- _WHAT THE TASK REQUIRES_
Transcribe each line below word for word.

- _EXTRACTED INFORMATION_
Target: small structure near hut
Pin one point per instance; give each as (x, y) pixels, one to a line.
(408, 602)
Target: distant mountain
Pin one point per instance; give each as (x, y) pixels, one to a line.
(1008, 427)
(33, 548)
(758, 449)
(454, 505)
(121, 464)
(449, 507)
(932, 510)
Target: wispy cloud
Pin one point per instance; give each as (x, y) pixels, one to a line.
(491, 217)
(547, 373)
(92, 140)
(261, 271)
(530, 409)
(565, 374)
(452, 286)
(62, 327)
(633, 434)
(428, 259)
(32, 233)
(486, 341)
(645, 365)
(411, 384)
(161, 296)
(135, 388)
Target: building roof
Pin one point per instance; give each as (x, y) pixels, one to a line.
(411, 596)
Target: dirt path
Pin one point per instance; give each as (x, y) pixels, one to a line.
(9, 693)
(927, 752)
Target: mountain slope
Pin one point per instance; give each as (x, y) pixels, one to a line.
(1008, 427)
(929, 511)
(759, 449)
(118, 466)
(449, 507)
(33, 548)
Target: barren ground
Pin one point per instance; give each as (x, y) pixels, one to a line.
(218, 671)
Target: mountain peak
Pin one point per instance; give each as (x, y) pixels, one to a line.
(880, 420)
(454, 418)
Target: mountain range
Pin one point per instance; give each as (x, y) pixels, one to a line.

- _ANSWER TO THIS EXERCISE_
Target: small structure near hut
Pin one point per instance; give each as (x, y) pixels, one to a line.
(408, 602)
Target: distant mountain
Pin one point per instance; give each as (x, y) pixels, one to a line.
(1008, 427)
(33, 548)
(758, 449)
(454, 505)
(121, 464)
(449, 507)
(932, 510)
Target: wispy cloud
Pin one point per instance; give each as (x, y) pixels, one to a line.
(491, 217)
(547, 373)
(92, 140)
(261, 271)
(530, 409)
(565, 374)
(452, 286)
(62, 327)
(633, 434)
(428, 259)
(32, 233)
(486, 341)
(645, 365)
(411, 384)
(161, 296)
(135, 388)
Target: building roof
Pin one point per instance; give each as (x, y) pixels, one to a line.
(411, 596)
Target: dirt path
Pin one point per instance; give each as (x, y) pixels, one to a line.
(9, 693)
(927, 752)
Target: mountain slope
Pin one point per instance; give each as (x, y) pixels, one to a line.
(1008, 427)
(929, 511)
(759, 449)
(118, 466)
(449, 507)
(33, 548)
Target: barren ground
Pin one point per instance; give each as (x, y) pixels, one to a line.
(218, 671)
Target: mountain peak
Pin one point per instance; give each as (x, y) pixels, one to a line.
(880, 420)
(454, 418)
Target: mountain range
Pin one point per instance; give each as (x, y) pixels, one to a line.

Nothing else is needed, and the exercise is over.